■ **Exercise description**: Repeat the lines below exactly as written, please, from the line with "point: distant hill" to the line with "point: mountain ridge", both lines included, and no others.

******************************

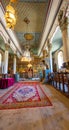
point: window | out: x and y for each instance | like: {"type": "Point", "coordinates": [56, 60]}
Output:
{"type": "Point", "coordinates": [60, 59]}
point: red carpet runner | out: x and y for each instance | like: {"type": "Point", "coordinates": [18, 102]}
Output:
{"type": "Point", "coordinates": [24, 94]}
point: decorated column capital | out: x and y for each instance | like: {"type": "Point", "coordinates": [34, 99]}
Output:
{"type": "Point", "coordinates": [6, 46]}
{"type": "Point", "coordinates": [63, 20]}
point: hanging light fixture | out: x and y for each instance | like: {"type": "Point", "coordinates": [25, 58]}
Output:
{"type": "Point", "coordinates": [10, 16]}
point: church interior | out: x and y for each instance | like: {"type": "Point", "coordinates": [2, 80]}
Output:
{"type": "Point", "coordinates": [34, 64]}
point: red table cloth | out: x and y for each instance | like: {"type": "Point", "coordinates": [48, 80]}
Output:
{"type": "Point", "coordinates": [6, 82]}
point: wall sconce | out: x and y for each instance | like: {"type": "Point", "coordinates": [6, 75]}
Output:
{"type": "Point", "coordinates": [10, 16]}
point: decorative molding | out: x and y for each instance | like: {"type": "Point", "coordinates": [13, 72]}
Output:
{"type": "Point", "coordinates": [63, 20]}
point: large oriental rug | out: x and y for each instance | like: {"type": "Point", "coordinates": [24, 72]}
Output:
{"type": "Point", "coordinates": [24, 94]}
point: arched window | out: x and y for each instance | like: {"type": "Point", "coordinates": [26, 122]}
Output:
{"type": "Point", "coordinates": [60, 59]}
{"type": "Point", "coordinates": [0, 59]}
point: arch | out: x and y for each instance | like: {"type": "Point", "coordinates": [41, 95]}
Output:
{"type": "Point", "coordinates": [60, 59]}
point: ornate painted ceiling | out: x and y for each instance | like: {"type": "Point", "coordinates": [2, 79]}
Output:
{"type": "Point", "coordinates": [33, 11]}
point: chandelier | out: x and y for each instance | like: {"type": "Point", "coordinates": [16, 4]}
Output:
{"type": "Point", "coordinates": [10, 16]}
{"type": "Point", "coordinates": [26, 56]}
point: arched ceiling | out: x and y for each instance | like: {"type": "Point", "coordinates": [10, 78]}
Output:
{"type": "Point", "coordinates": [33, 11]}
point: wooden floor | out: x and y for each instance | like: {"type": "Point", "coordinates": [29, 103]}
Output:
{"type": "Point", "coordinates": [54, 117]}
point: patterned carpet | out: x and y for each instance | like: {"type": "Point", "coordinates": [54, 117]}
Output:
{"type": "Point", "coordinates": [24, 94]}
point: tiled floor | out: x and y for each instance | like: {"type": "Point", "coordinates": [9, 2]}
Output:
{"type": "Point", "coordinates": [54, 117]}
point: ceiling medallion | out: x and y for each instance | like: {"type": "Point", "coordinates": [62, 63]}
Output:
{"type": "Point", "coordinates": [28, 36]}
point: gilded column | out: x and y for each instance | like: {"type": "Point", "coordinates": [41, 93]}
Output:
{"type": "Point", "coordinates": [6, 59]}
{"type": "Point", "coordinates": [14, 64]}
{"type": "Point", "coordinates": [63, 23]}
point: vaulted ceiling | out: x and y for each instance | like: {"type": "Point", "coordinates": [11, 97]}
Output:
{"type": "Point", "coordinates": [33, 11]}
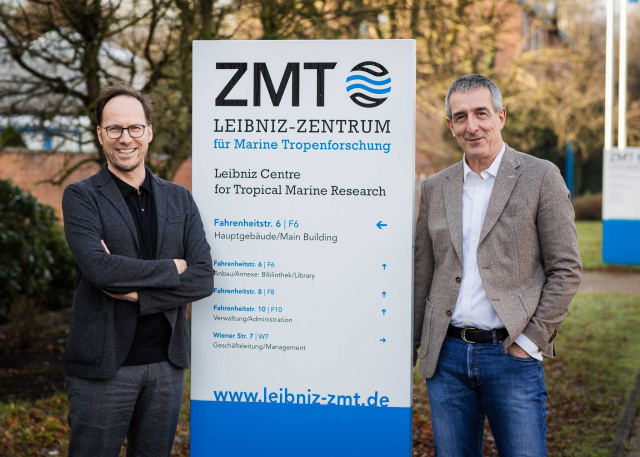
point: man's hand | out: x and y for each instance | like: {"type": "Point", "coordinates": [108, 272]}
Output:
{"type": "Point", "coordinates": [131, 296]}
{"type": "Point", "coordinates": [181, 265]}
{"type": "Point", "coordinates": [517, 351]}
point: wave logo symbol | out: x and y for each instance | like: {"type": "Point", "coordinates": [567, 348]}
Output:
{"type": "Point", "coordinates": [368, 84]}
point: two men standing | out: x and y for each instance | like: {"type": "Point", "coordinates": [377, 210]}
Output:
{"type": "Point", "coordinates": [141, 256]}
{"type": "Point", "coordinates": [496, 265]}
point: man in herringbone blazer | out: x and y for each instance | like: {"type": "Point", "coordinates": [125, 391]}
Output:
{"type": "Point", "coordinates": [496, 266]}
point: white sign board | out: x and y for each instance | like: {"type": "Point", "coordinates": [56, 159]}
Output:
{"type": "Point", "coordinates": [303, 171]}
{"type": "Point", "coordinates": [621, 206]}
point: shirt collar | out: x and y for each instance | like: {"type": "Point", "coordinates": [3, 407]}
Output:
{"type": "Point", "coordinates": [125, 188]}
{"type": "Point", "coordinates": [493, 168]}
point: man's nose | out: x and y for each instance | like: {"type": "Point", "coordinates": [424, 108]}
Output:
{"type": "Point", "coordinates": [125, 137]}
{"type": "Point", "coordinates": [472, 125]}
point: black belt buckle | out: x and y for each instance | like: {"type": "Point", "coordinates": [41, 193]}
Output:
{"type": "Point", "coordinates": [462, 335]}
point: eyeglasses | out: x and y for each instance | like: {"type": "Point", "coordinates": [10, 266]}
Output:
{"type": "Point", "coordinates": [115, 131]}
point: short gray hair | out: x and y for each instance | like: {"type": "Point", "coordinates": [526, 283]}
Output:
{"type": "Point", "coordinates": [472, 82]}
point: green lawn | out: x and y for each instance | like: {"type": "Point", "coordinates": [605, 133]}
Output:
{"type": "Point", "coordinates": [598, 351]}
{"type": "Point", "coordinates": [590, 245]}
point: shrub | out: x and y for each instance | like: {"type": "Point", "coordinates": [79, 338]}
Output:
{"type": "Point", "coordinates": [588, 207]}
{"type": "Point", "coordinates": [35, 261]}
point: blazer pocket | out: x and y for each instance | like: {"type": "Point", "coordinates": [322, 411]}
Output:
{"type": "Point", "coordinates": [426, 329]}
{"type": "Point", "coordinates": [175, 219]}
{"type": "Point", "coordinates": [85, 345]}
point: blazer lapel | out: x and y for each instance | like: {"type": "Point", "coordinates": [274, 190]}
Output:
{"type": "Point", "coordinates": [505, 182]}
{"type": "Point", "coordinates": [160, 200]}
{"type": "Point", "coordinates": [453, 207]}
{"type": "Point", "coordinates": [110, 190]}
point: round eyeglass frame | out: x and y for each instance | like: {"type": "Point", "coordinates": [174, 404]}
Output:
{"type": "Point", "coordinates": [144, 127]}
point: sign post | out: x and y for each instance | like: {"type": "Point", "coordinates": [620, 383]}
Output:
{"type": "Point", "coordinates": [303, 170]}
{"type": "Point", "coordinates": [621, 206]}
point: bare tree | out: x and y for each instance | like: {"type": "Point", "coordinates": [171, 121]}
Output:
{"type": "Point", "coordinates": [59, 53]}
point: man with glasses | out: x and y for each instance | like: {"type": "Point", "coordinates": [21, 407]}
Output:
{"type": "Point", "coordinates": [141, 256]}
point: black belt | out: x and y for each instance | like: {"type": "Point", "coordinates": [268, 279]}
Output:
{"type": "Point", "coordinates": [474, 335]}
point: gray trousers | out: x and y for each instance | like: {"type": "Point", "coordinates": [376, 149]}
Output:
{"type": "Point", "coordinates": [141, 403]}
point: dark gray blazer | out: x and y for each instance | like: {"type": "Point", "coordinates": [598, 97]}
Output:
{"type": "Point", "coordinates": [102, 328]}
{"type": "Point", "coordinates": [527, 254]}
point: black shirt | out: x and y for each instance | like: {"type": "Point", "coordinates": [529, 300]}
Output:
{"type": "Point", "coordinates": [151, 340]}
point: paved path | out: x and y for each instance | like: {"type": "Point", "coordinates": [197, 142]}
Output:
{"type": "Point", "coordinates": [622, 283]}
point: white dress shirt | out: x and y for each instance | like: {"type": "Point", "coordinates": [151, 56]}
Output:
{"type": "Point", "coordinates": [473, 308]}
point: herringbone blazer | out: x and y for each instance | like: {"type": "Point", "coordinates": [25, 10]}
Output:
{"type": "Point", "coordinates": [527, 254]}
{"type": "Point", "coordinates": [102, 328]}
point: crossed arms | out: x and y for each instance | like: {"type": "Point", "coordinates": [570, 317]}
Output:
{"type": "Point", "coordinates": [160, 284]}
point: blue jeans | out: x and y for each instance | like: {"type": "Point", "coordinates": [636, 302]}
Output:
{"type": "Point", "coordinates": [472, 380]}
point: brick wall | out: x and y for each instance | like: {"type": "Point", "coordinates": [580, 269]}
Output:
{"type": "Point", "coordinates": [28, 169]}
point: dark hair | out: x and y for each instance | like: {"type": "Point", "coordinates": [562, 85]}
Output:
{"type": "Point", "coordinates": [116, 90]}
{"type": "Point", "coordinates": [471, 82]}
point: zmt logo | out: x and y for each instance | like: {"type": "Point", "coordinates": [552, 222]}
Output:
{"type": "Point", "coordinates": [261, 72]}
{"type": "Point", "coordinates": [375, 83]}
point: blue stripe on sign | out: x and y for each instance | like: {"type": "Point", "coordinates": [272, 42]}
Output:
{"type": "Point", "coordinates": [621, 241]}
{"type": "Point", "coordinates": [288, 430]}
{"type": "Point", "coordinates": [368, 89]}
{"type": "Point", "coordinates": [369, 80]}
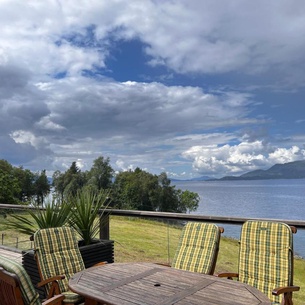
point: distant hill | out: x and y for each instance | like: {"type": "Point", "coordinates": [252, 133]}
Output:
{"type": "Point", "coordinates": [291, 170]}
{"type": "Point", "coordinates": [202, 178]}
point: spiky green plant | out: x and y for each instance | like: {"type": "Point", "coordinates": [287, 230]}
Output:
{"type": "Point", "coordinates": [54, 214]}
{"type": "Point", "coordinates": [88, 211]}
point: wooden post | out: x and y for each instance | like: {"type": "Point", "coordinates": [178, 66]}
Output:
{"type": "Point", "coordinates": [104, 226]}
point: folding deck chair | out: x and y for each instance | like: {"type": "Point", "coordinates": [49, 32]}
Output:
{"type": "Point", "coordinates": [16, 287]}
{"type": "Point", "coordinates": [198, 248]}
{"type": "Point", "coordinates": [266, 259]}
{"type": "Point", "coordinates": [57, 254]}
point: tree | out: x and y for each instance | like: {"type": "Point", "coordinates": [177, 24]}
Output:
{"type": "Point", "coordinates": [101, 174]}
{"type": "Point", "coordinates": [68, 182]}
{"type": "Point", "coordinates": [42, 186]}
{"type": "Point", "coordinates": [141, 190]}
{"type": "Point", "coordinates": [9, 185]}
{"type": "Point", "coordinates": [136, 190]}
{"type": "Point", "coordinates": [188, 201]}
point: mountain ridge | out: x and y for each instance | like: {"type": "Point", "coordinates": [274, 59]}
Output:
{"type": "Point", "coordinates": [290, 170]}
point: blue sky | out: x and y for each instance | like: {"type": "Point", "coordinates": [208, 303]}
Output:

******************************

■ **Answer box**:
point: distant hill | out: x and y for each instance | like: {"type": "Point", "coordinates": [252, 133]}
Output:
{"type": "Point", "coordinates": [291, 170]}
{"type": "Point", "coordinates": [202, 178]}
point: spiky green plant | out: x and y for each instance | like: {"type": "Point", "coordinates": [287, 230]}
Output:
{"type": "Point", "coordinates": [54, 214]}
{"type": "Point", "coordinates": [88, 211]}
point: wooden post | out: x and y for each instance | like: {"type": "Point", "coordinates": [178, 66]}
Output:
{"type": "Point", "coordinates": [104, 226]}
point: folding deck chair | out: x and y for each instance | like: {"type": "Point", "coordinates": [49, 32]}
Output:
{"type": "Point", "coordinates": [16, 287]}
{"type": "Point", "coordinates": [198, 248]}
{"type": "Point", "coordinates": [266, 259]}
{"type": "Point", "coordinates": [57, 254]}
point: tree | out: x and y for each instance | like: {"type": "Point", "coordinates": [177, 24]}
Output:
{"type": "Point", "coordinates": [101, 174]}
{"type": "Point", "coordinates": [68, 182]}
{"type": "Point", "coordinates": [42, 186]}
{"type": "Point", "coordinates": [141, 190]}
{"type": "Point", "coordinates": [9, 185]}
{"type": "Point", "coordinates": [136, 190]}
{"type": "Point", "coordinates": [188, 201]}
point: mountain ridge | out: x and y for each instance | like: {"type": "Point", "coordinates": [274, 59]}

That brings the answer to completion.